Trecho para ler:

========

São Paulo, a “selva de concreto”, também é abrigo para centenas de espécies de pássaros
Por Vitor Lillo
Todos os dias, aves de 477 espécies “passeiam” pelos céus de São Paulo. Muito além do periquito-verde (Brotogeres tirica) e do bem-te-vi (Pitangus sulphuratus) são encontradas raridades como a garça-moura (Ardea cocoi), o pavó (Pyroderus scutatus) e o tucano-de-bico-verde (Ramphastos dicolorus), as duas últimas em risco de extinção.
Essas aves podem ser encontradas em vários pontos do município, como os parques do Ibirapuera, do Jaraguá e da Água Branca. Esses são alguns dos locais que mais atraem observadores de aves, sempre munidos de binóculos e gravadores de áudio, como se quisessem provar a adaptabilidade dessas aves a um ambiente tão hostil.
“Algumas aves adquiriram um comportamento diferente”, explica Marco Pizo, do Departamento de Zoologia da Universidade Estadual Paulista (UNESP). “Por exemplo, aves que conseguem abrir saco de lixo, aquelas garrafas antigas de leite, quando as colocavam na porta de casa. Os pardais são ótimos em fazer isso”.
Pouca gente imagina, mas há quase trinta anos o Hospital Veterinário da Universidade de São Paulo (USP) possui um Ambulatório de Aves, que faz 150 atendimentos por mês, além de outras clínicas e hospitais veterinários. Uma prova da convivência difícil entre esses animais e a metrópole.
O bom, o mau e o feio
As cidades, ao contrário do que se imagina, favorece algumas espécies de aves, como por exemplo, a andorinha (Notiochelidon cyanoleuca), ave típica das Américas Central e do Sul, protetora natural das lavouras que se adaptou bem aos ambientes urbanos.

========

Dados de entrada:
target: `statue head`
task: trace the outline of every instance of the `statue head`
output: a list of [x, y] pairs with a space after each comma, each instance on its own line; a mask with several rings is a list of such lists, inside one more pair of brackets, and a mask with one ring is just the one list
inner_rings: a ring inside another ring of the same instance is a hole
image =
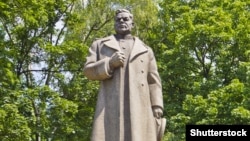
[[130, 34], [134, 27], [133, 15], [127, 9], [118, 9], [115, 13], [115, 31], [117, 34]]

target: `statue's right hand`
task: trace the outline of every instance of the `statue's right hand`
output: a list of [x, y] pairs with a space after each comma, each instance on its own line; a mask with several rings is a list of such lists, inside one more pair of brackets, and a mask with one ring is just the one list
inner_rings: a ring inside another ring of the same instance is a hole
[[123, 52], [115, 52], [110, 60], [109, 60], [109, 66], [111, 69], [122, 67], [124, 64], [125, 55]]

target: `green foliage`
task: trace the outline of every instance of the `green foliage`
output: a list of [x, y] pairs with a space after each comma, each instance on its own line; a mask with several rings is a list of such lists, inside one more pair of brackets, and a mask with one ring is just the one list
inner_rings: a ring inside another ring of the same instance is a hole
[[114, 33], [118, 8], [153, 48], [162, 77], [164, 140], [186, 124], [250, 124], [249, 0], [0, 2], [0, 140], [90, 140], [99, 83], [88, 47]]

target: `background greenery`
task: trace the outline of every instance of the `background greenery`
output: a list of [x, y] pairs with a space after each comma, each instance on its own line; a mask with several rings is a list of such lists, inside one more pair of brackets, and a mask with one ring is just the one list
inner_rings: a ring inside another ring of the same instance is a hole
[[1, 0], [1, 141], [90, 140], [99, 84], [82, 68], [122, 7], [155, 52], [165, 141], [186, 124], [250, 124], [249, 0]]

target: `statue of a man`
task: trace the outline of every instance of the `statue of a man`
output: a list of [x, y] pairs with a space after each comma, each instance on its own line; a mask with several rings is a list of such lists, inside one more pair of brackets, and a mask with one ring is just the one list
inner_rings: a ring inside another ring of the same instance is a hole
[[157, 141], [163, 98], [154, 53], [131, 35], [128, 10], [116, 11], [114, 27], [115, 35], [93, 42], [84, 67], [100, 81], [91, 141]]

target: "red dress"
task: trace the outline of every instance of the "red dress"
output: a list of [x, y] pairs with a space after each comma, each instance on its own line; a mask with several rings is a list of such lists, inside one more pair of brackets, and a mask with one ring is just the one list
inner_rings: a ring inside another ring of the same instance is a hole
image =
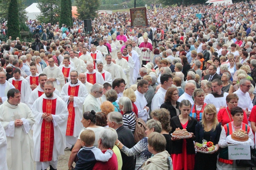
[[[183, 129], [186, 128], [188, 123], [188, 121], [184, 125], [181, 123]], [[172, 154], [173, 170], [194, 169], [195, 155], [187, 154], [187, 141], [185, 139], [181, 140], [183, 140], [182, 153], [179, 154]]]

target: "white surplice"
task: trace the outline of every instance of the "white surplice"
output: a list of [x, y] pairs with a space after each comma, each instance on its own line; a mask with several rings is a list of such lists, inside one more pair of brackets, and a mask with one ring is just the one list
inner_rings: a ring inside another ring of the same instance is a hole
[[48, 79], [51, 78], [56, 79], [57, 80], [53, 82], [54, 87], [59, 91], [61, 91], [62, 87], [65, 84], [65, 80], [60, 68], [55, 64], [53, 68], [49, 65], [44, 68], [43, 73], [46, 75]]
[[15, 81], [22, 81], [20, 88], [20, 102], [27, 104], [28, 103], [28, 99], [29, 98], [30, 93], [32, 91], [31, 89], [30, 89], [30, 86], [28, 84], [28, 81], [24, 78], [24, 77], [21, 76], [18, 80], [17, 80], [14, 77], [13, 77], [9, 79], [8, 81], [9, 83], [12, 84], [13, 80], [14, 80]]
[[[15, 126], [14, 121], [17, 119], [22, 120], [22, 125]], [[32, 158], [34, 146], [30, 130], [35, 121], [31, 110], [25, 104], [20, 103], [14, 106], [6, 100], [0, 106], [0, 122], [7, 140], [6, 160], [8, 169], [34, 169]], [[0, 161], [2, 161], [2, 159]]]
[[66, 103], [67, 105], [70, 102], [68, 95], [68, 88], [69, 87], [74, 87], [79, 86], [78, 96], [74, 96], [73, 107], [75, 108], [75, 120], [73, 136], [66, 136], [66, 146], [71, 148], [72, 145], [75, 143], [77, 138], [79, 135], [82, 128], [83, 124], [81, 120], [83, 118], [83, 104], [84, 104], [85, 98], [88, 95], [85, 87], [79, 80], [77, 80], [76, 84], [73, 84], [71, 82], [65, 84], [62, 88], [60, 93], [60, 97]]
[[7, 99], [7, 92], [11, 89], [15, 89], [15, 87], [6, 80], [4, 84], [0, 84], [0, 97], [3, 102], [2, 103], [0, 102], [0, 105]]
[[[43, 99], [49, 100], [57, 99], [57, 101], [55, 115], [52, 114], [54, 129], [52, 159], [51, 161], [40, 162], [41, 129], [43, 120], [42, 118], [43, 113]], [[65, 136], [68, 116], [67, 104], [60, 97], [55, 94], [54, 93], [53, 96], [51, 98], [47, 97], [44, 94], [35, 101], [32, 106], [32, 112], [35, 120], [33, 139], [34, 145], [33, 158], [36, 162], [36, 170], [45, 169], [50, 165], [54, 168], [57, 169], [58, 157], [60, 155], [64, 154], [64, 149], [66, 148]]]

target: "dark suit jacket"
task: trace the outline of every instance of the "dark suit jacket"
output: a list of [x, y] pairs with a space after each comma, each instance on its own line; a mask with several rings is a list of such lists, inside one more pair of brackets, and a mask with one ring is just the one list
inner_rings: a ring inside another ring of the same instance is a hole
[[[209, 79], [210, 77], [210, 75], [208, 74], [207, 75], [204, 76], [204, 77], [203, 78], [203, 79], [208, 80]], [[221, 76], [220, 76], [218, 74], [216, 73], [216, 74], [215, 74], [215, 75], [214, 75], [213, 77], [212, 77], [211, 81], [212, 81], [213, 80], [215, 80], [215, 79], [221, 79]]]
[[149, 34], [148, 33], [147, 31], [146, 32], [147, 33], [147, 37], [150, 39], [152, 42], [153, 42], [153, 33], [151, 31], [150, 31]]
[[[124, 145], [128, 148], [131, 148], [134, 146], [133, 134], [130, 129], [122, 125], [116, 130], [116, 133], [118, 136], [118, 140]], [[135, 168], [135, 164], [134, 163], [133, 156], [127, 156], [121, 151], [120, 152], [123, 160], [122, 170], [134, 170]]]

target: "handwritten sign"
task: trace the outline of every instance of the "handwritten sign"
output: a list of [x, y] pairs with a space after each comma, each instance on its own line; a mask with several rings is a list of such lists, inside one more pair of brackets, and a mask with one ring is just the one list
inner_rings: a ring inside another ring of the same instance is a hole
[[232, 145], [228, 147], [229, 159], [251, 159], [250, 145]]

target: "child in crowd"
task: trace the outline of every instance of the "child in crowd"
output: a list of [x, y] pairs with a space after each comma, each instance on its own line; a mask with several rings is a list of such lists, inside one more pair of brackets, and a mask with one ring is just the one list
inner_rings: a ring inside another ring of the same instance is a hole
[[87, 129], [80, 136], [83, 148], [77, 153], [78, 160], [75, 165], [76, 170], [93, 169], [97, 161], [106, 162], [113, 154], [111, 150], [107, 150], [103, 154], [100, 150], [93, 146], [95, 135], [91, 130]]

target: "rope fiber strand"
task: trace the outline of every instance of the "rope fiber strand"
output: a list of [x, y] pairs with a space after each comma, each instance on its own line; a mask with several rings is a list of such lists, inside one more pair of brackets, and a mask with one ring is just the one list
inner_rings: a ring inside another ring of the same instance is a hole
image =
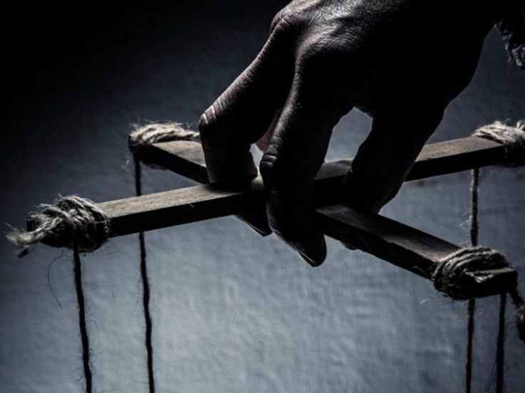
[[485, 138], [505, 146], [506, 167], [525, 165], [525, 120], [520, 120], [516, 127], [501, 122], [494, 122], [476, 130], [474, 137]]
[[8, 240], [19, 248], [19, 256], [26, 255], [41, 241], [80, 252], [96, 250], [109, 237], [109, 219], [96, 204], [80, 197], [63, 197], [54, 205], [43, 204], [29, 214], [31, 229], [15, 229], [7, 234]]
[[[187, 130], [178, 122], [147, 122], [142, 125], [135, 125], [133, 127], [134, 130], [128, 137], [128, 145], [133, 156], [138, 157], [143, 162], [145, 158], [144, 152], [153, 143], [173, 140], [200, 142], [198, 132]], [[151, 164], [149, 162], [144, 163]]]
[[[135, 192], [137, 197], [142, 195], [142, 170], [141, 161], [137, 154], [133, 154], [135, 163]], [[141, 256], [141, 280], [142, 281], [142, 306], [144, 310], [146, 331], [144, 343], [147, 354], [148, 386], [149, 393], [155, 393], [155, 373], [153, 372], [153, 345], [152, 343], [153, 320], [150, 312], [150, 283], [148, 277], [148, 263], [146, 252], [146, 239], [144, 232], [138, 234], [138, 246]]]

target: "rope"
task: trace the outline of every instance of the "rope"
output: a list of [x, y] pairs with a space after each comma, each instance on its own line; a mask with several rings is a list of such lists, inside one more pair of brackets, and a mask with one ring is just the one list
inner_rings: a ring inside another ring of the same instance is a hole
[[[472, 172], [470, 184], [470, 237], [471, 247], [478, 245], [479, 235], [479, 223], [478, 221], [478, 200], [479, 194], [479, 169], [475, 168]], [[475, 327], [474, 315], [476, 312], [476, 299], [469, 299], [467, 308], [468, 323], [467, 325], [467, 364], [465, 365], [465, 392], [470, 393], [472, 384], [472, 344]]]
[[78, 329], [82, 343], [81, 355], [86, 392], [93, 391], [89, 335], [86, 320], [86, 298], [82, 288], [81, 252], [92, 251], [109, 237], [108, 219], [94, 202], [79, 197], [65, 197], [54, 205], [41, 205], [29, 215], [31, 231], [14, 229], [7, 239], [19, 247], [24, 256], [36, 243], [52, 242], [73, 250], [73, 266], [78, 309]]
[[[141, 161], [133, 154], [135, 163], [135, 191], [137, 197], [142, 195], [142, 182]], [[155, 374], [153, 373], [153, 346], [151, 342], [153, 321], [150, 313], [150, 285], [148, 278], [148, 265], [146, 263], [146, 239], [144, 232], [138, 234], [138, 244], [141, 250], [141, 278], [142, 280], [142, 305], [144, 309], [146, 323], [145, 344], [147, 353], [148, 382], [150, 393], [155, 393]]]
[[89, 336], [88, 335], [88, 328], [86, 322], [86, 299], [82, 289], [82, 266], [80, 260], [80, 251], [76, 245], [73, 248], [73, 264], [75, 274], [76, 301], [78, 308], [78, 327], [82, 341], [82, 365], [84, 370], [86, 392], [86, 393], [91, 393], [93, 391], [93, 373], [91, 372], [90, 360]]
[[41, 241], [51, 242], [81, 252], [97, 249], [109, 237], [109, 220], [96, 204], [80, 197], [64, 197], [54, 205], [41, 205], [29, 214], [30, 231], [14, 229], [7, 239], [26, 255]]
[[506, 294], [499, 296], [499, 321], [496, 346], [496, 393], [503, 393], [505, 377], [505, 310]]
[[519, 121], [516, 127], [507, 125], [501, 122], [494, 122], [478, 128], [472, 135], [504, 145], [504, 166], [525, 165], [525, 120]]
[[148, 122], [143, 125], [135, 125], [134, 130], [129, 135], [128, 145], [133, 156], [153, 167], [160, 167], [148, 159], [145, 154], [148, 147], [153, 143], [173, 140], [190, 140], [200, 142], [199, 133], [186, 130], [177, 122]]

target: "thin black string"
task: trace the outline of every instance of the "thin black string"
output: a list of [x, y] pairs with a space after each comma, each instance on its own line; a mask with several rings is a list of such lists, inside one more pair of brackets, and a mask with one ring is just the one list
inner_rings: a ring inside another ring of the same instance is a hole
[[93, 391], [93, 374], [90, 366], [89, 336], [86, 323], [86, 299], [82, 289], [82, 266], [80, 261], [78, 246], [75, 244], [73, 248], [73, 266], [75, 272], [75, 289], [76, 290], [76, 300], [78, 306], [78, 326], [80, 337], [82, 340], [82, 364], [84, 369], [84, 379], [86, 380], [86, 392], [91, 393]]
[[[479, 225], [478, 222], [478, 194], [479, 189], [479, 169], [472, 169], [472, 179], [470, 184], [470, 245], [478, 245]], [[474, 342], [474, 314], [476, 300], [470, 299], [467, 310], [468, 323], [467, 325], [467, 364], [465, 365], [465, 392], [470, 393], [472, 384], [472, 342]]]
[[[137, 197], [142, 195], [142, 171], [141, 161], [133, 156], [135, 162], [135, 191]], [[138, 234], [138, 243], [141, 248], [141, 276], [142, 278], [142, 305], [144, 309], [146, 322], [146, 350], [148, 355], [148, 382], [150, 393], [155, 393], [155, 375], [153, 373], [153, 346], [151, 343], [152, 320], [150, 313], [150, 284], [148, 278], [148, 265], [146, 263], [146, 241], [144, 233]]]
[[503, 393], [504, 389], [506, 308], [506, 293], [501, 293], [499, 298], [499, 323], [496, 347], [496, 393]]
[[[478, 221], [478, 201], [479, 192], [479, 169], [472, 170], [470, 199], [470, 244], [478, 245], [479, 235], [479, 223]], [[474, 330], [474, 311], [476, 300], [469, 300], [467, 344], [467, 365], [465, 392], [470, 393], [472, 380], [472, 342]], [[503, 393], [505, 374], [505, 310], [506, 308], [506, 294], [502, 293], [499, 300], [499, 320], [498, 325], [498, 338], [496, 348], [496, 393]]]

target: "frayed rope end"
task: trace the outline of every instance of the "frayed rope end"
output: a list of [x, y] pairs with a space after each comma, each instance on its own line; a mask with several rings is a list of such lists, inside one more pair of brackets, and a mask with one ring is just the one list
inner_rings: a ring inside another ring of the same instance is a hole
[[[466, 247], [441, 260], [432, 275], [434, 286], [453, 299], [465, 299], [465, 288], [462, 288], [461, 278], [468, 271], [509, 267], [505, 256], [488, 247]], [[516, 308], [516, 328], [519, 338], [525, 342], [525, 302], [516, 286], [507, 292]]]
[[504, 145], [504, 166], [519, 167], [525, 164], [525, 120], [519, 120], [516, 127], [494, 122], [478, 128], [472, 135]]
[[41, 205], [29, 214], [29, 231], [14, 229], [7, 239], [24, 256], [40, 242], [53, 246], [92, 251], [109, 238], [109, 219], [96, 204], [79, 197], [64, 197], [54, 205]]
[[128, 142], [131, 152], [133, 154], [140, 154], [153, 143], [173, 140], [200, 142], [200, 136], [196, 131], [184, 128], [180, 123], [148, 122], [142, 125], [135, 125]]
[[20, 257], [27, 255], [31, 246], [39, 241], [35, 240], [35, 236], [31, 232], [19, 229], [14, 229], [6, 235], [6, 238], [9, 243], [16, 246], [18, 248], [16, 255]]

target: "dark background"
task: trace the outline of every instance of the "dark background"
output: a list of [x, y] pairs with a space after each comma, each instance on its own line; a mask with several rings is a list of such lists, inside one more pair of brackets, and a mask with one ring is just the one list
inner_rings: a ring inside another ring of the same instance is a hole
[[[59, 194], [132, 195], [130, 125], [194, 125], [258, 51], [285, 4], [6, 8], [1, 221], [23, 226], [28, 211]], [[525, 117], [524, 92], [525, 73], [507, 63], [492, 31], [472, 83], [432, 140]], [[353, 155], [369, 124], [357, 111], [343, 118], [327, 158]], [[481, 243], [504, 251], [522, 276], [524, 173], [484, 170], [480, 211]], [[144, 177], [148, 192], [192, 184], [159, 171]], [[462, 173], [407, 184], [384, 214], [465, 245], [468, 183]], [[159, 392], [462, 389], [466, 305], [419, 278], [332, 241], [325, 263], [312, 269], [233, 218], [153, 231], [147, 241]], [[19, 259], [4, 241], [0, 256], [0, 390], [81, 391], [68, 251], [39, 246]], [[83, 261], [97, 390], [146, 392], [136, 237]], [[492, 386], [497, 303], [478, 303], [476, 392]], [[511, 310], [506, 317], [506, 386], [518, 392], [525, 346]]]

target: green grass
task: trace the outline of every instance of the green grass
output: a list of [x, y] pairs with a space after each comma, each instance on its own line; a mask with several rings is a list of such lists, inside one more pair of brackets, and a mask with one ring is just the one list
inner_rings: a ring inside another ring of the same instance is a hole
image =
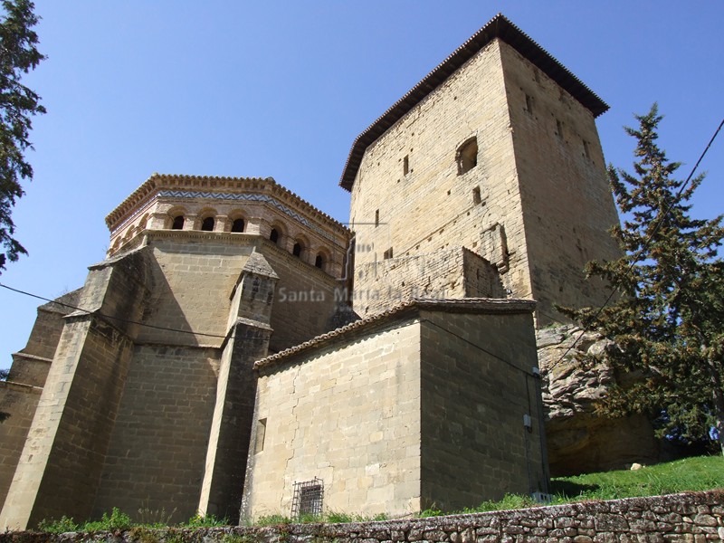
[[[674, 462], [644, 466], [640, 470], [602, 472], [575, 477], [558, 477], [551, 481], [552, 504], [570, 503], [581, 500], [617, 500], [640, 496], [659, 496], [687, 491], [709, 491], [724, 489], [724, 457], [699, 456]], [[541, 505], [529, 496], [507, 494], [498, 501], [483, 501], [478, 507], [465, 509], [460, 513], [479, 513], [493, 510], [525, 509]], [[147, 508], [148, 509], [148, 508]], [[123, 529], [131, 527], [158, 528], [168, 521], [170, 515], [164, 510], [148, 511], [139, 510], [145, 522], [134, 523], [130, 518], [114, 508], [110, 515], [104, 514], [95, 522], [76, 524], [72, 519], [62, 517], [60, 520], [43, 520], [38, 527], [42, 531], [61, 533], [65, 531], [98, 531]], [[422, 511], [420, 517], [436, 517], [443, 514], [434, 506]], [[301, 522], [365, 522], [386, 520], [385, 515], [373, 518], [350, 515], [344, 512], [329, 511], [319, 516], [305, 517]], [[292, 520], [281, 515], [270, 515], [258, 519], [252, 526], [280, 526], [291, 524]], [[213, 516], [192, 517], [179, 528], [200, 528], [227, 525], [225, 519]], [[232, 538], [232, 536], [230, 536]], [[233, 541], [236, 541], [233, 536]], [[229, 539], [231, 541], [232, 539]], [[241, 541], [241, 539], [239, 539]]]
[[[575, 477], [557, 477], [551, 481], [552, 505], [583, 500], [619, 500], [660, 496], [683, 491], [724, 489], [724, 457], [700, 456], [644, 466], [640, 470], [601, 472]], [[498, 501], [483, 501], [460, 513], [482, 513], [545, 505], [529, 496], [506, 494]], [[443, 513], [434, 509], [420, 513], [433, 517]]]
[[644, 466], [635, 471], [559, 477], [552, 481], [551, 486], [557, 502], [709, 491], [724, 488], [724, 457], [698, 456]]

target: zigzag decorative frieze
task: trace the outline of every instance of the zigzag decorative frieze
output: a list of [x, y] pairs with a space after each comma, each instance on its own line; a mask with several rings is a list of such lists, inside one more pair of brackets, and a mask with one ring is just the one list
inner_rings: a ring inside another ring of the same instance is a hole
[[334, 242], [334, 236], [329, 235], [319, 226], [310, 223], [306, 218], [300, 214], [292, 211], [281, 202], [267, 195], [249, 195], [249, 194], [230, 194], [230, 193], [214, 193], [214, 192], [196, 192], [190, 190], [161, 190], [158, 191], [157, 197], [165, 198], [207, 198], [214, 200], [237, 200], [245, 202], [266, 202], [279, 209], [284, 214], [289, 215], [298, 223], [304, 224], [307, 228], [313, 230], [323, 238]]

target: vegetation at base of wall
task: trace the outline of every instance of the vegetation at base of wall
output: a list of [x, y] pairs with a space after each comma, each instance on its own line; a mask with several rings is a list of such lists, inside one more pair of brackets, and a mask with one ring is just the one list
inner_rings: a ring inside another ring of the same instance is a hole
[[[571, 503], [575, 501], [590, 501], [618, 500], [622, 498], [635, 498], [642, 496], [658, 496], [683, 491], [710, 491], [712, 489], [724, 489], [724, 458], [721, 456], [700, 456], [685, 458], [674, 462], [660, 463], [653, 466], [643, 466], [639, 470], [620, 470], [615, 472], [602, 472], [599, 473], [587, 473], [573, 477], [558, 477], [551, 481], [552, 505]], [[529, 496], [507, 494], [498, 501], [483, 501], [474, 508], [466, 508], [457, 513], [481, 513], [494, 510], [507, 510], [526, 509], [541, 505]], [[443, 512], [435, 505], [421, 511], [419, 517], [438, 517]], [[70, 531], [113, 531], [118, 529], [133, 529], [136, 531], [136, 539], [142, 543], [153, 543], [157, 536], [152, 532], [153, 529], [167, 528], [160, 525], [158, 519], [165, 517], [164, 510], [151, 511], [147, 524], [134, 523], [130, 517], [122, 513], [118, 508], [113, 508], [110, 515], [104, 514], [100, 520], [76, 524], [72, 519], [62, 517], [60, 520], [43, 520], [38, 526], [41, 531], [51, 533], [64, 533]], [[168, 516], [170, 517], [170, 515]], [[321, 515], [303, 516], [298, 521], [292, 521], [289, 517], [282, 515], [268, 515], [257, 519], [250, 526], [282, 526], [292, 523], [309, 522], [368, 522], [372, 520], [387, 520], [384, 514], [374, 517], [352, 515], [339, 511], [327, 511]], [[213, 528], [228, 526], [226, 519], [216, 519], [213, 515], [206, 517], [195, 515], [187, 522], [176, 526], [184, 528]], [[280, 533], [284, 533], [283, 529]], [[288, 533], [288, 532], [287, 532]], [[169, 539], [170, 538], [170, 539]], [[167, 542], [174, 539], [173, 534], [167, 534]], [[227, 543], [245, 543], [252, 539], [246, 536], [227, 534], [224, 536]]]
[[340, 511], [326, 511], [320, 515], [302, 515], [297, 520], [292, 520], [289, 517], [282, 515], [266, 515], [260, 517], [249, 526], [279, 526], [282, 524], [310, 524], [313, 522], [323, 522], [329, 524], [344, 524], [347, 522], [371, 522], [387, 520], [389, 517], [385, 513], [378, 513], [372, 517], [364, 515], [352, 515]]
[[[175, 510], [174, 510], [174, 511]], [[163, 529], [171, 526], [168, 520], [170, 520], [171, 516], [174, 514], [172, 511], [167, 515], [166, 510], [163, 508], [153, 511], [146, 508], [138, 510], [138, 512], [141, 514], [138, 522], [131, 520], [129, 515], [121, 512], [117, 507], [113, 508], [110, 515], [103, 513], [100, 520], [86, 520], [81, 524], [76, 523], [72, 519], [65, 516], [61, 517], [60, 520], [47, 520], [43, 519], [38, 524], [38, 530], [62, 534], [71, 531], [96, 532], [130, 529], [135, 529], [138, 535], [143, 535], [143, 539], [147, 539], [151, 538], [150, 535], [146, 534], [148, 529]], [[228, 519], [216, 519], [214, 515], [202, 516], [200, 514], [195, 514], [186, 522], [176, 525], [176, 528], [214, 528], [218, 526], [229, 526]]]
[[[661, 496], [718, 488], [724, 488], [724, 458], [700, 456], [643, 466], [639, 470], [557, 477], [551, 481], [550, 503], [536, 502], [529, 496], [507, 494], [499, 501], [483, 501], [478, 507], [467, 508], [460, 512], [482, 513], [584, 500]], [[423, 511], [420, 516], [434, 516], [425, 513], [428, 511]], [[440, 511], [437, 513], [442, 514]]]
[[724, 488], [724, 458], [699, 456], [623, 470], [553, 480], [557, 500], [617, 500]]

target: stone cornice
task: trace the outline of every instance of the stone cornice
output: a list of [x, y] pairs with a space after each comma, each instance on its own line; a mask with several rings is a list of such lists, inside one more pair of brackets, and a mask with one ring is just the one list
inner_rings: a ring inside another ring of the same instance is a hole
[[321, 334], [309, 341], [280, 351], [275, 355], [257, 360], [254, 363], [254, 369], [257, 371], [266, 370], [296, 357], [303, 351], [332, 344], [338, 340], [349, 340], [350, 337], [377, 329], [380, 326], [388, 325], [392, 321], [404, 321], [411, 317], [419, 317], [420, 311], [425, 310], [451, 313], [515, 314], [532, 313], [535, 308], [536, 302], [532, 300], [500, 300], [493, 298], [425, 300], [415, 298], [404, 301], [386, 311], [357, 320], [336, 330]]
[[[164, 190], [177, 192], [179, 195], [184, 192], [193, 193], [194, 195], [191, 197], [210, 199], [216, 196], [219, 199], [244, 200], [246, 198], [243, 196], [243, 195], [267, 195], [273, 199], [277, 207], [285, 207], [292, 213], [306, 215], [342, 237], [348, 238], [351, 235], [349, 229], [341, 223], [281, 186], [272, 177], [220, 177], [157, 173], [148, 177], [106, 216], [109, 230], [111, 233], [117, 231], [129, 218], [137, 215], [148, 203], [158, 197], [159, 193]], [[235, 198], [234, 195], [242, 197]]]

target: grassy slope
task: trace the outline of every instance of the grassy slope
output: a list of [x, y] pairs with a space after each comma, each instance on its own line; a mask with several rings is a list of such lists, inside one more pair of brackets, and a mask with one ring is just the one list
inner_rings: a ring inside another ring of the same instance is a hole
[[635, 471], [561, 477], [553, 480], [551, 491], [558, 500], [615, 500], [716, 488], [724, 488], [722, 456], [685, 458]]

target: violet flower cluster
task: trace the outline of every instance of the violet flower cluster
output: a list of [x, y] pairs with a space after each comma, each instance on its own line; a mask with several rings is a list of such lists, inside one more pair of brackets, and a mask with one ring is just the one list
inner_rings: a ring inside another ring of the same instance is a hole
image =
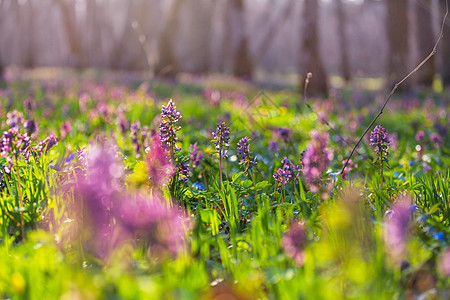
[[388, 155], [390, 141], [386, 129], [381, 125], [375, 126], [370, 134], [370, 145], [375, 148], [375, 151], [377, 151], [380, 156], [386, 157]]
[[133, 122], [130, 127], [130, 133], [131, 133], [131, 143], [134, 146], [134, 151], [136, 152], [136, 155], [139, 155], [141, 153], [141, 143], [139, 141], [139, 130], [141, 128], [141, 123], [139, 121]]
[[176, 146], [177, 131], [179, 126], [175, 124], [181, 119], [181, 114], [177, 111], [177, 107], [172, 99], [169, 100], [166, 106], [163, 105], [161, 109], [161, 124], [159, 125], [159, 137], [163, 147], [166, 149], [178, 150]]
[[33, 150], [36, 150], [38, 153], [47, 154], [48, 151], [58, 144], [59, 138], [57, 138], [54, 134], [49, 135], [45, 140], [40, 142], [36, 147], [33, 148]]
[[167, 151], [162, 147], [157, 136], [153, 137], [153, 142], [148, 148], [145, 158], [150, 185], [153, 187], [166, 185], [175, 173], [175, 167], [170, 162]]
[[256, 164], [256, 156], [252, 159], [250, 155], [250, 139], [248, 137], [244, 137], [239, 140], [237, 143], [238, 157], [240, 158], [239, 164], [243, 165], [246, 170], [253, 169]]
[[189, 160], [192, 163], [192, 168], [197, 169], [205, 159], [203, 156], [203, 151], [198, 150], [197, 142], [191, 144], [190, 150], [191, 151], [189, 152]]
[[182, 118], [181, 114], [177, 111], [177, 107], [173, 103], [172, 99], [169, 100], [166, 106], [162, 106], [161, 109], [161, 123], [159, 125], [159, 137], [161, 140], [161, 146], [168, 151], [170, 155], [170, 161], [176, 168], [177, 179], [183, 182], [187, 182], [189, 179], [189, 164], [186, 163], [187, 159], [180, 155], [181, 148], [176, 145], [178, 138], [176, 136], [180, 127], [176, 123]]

========

Instrução A: Segundo o texto sobre as aves de São Paulo, quantos atendimentos por mês o Ambulatório de Aves do Hospital Veterinário da USP faz?
Instrução B: No texto sobre as aves de São Paulo, troque "metrópole" por "cidade grande" e escreva de novo o trecho que começa em "Pouca gente imagina, mas" e termina em "e a metrópole.".

Resposta A: 150 atendimentos por mês.

Resposta B:
Pouca gente imagina, mas há quase trinta anos o Hospital Veterinário da Universidade de São Paulo (USP) possui um Ambulatório de Aves, que faz 150 atendimentos por mês, além de outras clínicas e hospitais veterinários. Uma prova da convivência difícil entre esses animais e a cidade grande.